- Dataset extract
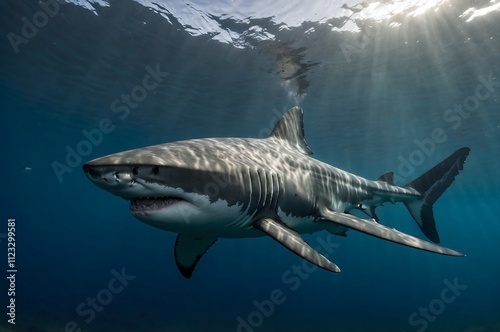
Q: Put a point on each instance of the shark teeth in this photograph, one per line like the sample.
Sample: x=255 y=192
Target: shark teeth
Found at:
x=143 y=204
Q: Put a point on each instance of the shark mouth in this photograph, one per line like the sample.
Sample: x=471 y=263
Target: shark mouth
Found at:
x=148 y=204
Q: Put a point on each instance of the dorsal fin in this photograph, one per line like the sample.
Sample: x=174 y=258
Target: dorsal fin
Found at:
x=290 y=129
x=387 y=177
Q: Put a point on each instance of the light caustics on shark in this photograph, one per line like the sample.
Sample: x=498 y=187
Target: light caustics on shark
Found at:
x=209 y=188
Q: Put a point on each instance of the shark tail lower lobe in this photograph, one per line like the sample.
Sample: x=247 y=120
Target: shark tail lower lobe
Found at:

--

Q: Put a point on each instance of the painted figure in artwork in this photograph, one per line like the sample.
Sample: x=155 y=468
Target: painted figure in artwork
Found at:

- Stated task
Copy the stretch of rows from the line containing "Q: Put a point on each instance of the shark mouth" through the line containing "x=209 y=188", both included, reproducing each line without change.

- Expected answer
Q: Put a point on each instance of the shark mouth in this photograph, one per line like the sample.
Sample: x=471 y=263
Target: shark mouth
Found at:
x=148 y=204
Q: Put a point on each instance of the dorsal fin in this photograph, one per line like the sample.
Sample: x=174 y=258
Target: dorsal fin
Found at:
x=290 y=129
x=387 y=177
Q: Put a point on each instance of the light caustics on shark in this photograph, one per line like the sample.
Sample: x=498 y=187
Target: light caustics on shark
Found at:
x=209 y=188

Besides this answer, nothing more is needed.